* _To do_: Render the records, starting at the line that contains "point: seasoning bottle" and ending at the final line, as a JSON list of strings with one string per line and blank lines omitted.

* _Listing_:
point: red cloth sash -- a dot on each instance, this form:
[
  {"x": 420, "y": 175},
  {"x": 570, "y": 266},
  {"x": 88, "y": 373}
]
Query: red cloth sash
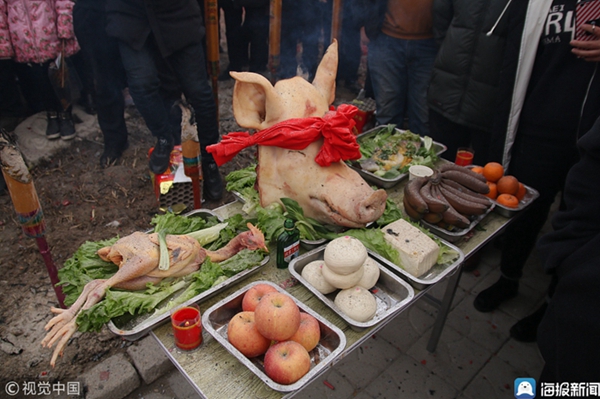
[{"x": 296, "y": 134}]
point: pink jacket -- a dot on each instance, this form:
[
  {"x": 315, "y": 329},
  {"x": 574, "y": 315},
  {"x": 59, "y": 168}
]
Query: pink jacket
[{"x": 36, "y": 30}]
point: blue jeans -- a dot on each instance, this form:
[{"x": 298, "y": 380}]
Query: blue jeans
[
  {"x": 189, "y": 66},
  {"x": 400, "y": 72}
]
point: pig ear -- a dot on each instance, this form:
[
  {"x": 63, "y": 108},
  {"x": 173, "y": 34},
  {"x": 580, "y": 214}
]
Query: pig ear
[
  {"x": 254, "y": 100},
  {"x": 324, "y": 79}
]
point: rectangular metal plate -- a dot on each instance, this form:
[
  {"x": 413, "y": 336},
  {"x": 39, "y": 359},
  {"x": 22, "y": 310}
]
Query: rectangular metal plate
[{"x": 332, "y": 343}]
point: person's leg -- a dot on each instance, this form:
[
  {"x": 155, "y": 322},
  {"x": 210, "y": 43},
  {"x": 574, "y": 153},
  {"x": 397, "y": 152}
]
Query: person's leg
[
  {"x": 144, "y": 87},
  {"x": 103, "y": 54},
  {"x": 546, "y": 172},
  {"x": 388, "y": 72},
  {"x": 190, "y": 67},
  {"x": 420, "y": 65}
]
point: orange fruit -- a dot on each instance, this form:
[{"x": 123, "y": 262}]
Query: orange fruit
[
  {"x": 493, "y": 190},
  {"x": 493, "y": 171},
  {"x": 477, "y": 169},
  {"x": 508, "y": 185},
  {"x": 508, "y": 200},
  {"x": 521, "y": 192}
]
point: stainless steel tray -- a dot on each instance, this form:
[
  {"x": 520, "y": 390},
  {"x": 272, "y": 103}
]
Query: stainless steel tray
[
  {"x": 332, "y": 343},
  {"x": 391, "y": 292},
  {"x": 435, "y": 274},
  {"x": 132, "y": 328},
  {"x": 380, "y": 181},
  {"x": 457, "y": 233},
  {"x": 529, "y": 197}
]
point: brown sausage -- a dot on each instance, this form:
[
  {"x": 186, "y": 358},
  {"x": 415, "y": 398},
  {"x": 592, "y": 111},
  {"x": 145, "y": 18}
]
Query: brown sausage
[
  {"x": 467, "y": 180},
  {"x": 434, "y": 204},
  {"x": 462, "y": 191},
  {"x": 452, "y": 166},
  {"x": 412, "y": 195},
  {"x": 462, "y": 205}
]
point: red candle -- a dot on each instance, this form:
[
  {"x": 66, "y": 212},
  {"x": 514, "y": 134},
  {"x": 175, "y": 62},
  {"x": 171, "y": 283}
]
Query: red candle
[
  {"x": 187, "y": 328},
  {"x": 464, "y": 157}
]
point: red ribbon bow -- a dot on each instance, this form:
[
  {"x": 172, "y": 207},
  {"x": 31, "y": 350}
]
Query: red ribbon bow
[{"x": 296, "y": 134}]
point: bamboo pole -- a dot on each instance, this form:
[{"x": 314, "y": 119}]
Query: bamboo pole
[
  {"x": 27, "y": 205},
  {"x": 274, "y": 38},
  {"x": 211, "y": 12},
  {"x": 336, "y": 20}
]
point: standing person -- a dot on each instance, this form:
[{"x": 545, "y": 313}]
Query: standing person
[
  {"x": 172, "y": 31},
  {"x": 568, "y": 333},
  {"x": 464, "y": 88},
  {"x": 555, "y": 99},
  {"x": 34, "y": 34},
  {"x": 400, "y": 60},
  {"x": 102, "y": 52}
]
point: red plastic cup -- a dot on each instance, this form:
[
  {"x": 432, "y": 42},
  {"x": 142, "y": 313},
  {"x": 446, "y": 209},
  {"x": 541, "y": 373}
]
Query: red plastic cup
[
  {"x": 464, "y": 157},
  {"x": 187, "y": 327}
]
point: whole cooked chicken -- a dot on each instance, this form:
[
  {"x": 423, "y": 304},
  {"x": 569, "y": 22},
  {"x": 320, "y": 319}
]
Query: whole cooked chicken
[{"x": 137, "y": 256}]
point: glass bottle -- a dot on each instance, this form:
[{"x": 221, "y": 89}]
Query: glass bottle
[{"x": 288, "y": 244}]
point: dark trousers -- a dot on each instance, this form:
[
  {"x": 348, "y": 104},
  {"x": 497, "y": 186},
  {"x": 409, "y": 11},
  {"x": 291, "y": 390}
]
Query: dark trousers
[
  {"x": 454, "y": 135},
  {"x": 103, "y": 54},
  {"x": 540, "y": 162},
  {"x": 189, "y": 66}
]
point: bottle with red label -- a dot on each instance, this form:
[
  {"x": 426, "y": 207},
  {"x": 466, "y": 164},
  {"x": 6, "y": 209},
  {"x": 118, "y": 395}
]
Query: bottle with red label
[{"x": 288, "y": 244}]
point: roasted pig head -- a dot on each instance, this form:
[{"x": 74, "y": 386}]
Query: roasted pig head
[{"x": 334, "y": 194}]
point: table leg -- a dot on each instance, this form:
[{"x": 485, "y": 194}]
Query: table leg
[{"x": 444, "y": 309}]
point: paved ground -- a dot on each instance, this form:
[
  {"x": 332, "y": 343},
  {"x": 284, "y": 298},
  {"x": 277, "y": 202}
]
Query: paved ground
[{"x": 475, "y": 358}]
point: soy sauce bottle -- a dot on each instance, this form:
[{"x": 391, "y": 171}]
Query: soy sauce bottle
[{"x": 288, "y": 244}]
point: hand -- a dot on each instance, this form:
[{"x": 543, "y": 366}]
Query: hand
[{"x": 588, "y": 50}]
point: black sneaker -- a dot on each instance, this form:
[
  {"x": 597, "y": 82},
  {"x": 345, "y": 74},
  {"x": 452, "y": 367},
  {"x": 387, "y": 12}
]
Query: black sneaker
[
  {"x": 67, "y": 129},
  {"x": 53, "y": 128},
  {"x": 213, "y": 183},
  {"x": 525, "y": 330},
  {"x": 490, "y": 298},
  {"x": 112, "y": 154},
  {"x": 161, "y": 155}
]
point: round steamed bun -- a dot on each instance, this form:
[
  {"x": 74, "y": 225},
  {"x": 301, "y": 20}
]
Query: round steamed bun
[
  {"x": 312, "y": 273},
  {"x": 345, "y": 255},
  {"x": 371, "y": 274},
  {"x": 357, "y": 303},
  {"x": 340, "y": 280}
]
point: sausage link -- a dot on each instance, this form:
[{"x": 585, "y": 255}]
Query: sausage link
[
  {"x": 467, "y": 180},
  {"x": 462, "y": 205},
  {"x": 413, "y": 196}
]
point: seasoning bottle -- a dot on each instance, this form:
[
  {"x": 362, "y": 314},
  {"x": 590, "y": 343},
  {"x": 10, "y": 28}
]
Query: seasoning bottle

* _Answer to the problem_:
[
  "point: seasoning bottle -- a dot on each instance, this form:",
  "[",
  "  {\"x\": 362, \"y\": 314},",
  "  {\"x\": 590, \"y\": 343},",
  "  {\"x\": 10, \"y\": 28}",
  "]",
  "Query: seasoning bottle"
]